Reproduce the listing from the line with "Every instance of the tree trunk gets" up to and including the line with "Please outline every instance of the tree", swapping "tree trunk" for "tree stump" and leaving everything else unchanged.
* BEGIN Data provided *
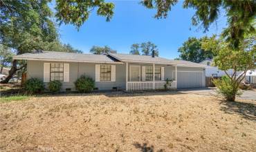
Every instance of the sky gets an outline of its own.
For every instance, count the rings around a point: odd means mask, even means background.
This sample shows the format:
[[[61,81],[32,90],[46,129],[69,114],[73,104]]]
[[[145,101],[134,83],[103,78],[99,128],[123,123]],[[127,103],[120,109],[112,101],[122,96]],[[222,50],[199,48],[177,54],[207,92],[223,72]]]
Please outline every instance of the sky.
[[[93,12],[79,30],[72,25],[60,26],[60,41],[84,53],[89,53],[93,46],[108,46],[119,53],[129,53],[131,44],[149,41],[158,46],[159,56],[174,59],[179,57],[178,48],[188,37],[219,35],[226,26],[221,15],[208,32],[203,32],[203,29],[192,25],[195,10],[183,9],[182,1],[172,8],[167,19],[162,19],[154,18],[156,10],[147,9],[138,1],[111,2],[115,9],[109,22]]]

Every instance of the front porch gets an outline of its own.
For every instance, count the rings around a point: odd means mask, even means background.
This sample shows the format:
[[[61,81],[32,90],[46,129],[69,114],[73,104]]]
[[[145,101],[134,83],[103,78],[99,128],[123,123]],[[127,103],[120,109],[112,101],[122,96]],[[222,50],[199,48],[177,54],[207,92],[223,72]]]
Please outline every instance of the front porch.
[[[171,88],[176,88],[176,66],[127,62],[126,91],[164,89],[167,79],[172,79]]]

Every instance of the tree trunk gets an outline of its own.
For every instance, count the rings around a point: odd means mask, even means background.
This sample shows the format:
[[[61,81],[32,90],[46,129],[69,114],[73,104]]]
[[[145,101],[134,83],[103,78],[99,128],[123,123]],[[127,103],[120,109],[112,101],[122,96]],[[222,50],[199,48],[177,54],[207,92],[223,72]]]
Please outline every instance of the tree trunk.
[[[227,100],[229,102],[235,102],[235,95],[232,95],[230,97],[227,97]]]
[[[17,71],[19,69],[17,68],[17,60],[15,59],[12,61],[12,66],[9,70],[8,76],[7,76],[7,77],[4,80],[0,82],[0,84],[8,83],[9,80],[12,77],[13,75],[15,74],[16,71]]]
[[[3,72],[3,66],[1,66],[1,68],[0,68],[0,74],[2,73]]]

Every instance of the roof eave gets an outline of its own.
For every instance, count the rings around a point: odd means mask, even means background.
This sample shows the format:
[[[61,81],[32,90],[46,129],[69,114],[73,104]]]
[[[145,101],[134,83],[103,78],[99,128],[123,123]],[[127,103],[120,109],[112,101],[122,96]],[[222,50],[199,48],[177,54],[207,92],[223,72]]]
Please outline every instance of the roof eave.
[[[80,63],[98,63],[98,64],[122,64],[121,61],[79,61],[73,59],[41,59],[41,58],[30,58],[30,57],[20,57],[14,56],[12,59],[18,60],[31,60],[31,61],[66,61],[66,62],[80,62]]]

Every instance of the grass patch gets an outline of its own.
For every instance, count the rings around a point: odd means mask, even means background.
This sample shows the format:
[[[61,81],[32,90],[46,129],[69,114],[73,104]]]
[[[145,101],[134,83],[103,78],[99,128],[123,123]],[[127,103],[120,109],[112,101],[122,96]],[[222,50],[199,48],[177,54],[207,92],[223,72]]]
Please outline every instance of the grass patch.
[[[12,101],[21,101],[28,99],[30,96],[28,95],[12,95],[9,97],[0,97],[0,102],[9,102]]]

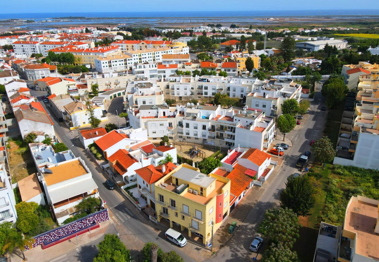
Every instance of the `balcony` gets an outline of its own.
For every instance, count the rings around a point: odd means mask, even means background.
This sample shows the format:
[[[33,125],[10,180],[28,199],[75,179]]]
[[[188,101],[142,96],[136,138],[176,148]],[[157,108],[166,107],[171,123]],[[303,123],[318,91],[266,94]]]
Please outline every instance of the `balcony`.
[[[186,217],[188,217],[191,216],[191,214],[189,213],[186,213],[184,211],[182,211],[181,210],[180,211],[180,214],[181,215],[185,215]]]
[[[168,218],[170,217],[170,216],[168,214],[165,214],[164,213],[162,213],[161,212],[159,212],[159,215],[166,218]]]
* END Data provided *
## Answer in full
Every instance of the tree stump gets an outline of its own.
For every instance, count the rings around a point: odd means mask, even means background.
This sample shows the format:
[[[61,81],[32,90],[46,129],[69,114],[73,104]]]
[[[145,101],[134,83],[103,78],[99,128],[123,123]],[[127,103],[120,109],[112,101],[122,96]],[[222,50],[199,48],[177,54],[207,92],[223,72]]]
Please outline every instance of the tree stump.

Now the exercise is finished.